Reproduce the records below, changing every occurrence of "Curation task" to "Annotation task" and leaving all other text unaltered.
— BEGIN —
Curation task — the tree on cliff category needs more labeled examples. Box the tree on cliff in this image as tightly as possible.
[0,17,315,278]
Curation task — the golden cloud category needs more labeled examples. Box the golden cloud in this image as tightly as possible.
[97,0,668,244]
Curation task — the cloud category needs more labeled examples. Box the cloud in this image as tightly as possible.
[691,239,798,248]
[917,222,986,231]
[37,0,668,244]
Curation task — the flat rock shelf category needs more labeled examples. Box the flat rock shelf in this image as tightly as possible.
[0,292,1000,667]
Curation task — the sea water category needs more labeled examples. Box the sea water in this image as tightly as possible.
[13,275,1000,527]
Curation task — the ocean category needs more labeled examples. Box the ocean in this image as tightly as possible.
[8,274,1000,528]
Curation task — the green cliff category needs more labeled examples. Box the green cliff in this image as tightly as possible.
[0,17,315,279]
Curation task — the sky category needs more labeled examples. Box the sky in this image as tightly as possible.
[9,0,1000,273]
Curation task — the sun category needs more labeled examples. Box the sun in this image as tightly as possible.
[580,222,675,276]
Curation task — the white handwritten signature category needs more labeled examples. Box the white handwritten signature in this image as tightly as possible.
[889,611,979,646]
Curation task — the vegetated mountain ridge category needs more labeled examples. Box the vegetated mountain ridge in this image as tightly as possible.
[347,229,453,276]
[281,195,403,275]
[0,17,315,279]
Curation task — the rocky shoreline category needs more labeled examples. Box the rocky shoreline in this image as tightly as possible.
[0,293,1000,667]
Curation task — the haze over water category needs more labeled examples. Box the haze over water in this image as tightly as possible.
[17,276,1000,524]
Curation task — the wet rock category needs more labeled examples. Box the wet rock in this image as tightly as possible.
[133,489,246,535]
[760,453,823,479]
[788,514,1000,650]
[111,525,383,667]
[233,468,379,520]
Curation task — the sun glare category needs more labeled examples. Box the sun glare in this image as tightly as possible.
— END —
Answer to this problem
Annotation task — the tree on cliff category needs more labeled examples. Box the tree on cliff in this image as tightly as possible.
[0,17,315,278]
Annotation task — the golden cloud category needs more labeled examples. Box the golden cloud in this image as tightly as possible.
[97,0,668,244]
Annotation task — the cloud category needs more labeled examples. Box the cloud in this image as tightly as possible.
[691,239,798,248]
[917,222,986,231]
[37,0,668,244]
Annotation task — the flat rock shelf category needs more labeled examples. Box the flat rock shelf in this image as tightly as possible.
[0,292,1000,667]
Annotation task — the sea water category needs more labeled examples. Box the sea water in this image as tightly as possible.
[13,275,1000,527]
Annotation task — the ocean category needs more labeled examples. Box the ocean in this image as tightly as possible.
[8,274,1000,528]
Annotation task — the green cliff category needs more labeled examples. Box the green cliff in this image as tightly as possible.
[0,17,315,279]
Annotation task — the sky category needs more labeled examples. Box the sky in this image as tightly as possible.
[9,0,1000,273]
Annotation task — the sun category needs more labeled examples. Box the sun in this image as tightly as possible.
[580,222,675,276]
Annotation task — the white handwritten signature category needs more labeled examples. Box the white handwritten signature in this image as tightly as possible.
[889,611,979,646]
Annotation task — the vegetated mountain ridge category needs more labeled examples. Box the vegetated mountain ridge in this image as tightly as possible.
[347,229,453,276]
[281,195,403,275]
[0,17,315,279]
Annotation task — the rocky shoreline category needs more labeled examples. Box the rocky shoreline in this image as tightly as possible.
[0,293,1000,667]
Annotation task — the haze over water category needs more labeled examples. Box the haze over water in this image as tightly as possible.
[17,276,1000,524]
Annotation task — the wet rock category needs more labeled examples. Box the wet rock in this image as tightly as possible.
[133,489,246,535]
[760,453,823,479]
[788,514,1000,650]
[111,525,383,667]
[233,468,379,520]
Annotation task — the sun glare category needs more labeled examples. Box the sun glare in this image as tightly as possible.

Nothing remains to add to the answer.